(Brief) Every entry below should appear in the answer exactly as written, apart from the pictures.
──────── Supplied data ────────
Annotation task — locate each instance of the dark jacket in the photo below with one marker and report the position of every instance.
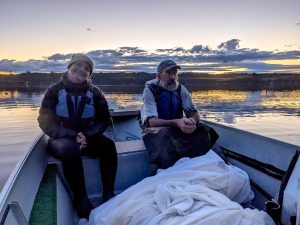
(68, 108)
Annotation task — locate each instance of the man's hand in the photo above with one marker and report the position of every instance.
(81, 139)
(186, 125)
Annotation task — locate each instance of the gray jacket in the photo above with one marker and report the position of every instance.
(149, 108)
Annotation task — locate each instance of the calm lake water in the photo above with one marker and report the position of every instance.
(275, 114)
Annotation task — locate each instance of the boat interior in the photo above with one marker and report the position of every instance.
(269, 163)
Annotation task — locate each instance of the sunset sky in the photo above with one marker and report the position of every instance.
(213, 36)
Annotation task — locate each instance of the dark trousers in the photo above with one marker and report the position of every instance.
(68, 152)
(171, 144)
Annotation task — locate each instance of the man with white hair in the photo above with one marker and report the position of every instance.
(168, 135)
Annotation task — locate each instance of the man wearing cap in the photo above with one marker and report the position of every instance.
(74, 114)
(168, 135)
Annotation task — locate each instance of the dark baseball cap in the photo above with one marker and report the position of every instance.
(167, 65)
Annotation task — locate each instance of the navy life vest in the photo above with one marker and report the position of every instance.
(168, 103)
(75, 111)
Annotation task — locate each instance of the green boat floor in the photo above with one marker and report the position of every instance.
(44, 211)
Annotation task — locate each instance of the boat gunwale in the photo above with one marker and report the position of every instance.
(9, 184)
(264, 138)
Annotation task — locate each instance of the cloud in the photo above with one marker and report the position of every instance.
(228, 56)
(229, 45)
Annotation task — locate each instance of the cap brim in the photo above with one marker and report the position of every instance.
(171, 67)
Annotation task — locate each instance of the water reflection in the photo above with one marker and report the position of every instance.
(272, 113)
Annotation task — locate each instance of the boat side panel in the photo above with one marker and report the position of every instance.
(23, 184)
(257, 147)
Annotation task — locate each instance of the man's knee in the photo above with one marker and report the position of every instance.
(64, 149)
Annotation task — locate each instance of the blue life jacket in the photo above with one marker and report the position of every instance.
(168, 103)
(72, 106)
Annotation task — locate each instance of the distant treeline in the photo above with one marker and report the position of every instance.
(134, 82)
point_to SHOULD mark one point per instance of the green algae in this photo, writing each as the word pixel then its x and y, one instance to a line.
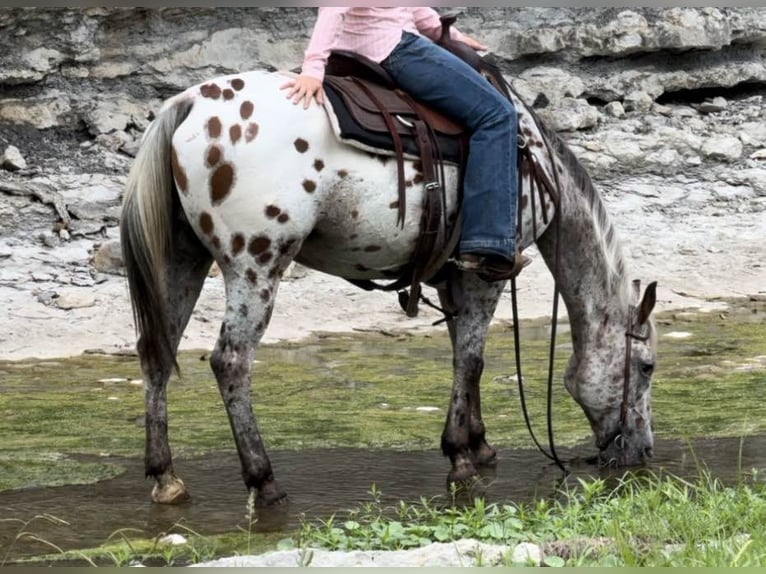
pixel 368 391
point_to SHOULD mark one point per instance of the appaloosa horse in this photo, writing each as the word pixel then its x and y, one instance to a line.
pixel 231 171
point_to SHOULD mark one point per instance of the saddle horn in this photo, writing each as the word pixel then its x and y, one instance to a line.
pixel 460 49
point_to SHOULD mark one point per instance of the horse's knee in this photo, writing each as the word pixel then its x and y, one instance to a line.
pixel 229 360
pixel 169 489
pixel 270 494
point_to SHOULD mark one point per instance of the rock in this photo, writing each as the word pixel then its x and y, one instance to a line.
pixel 527 554
pixel 614 109
pixel 107 257
pixel 638 101
pixel 726 148
pixel 295 271
pixel 716 105
pixel 75 300
pixel 173 540
pixel 571 114
pixel 12 160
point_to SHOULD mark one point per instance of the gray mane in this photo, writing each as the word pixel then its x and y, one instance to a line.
pixel 610 244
────────
(Output of the exercise)
Annotation task — locate each instance of the dark jacket in the photo below with one marker and report the position of every instance.
(68, 108)
Annotation task — locate each instance of the man's hand in the photo above with one marker and report the position of every instance.
(81, 139)
(186, 125)
Annotation task — locate each instance of the gray jacket in the photo above with one marker and report the position of every instance.
(149, 108)
Annotation task — locate each instance of the calm lake water in the photo above with one marker and report the position of every instance.
(275, 114)
Annotation task — locate each instance of the boat interior in the photo above with one marker and report the position of every instance.
(269, 163)
Annotation task — locate each instance of the sunset sky in the photo above with one marker and report the position of every instance.
(213, 36)
Annotation task — locate each instance of the dark trousers in the photo above with one marker and report the position of every instance.
(68, 152)
(171, 144)
Annotation task — locate each instance of the man with white hair in the photo above with one marker and report the position of every instance.
(168, 135)
Annotation task — locate each instance of the man wearing cap in the photo above with one marker and report the position of every instance.
(74, 114)
(168, 135)
Annotation task — locate each instance of the dark baseball cap in the photo above with one marker and report the position of every instance.
(167, 65)
Annotation task — locate each instance of the navy life vest in the photo above with one marker and report the position of every instance.
(168, 103)
(75, 111)
Annotation task — locate each instance of the green boat floor in the photo above with one marker and report the position of every instance.
(44, 211)
Annotation task — locate each instance of the boat gunwale in the photo above with one marker and report the position of every instance.
(9, 184)
(264, 138)
Annotation task — locate each instance of the cloud in the photo above with one marker and report the position of every instance.
(228, 56)
(229, 45)
Annotation task — locate each instance of the cap brim in the photo above with one marker and report the position of every instance.
(171, 67)
Annotation task — locate each instance of the water reflection in the photo above with one marker and report the position of every instance.
(272, 113)
Annotation task — locate each instance of the boat side panel in the photo above with one marker and report the position of every instance.
(23, 184)
(257, 147)
Annotation task — locate each instance of the man's knee in the photo above with one marker and report the position of every instance.
(64, 149)
Annotation task — locate each instance of the blue life jacket in the photo above with one marker and report the position of every instance.
(168, 103)
(72, 106)
Annotation task — locate each instance of the distant treeline in the photo above with one marker and report the position of every instance.
(134, 82)
point_to SHOULD mark one point per instance of the green algae in this photo, writing each as the word pixel then its x and y, one instance to a line.
pixel 368 391
point_to SHOULD mark one point per instance of the appaloosa horse in this photo, writing each as the word pixel then its x and y, one instance to a line.
pixel 231 171
point_to SHOULD mark one point per instance of the saddle horn in this photo, writing each as the word pixel then its x and y, one instance to a line.
pixel 460 49
point_to SHOULD mark one point per instance of the horse's knee in this photo, writing each as the word pixel then its x and y, one instance to a line.
pixel 229 360
pixel 169 489
pixel 270 494
point_to SHOULD mark one point per instance of the rock in this photo, writing each as the word pixel then its x and y, one instance to a line.
pixel 527 554
pixel 614 109
pixel 107 257
pixel 638 101
pixel 726 148
pixel 295 271
pixel 716 105
pixel 75 300
pixel 173 540
pixel 571 114
pixel 12 160
point_to SHOULD mark one point per instance of the gray mane in this photo, writing each as the word pixel then its x and y, one instance to a line.
pixel 610 244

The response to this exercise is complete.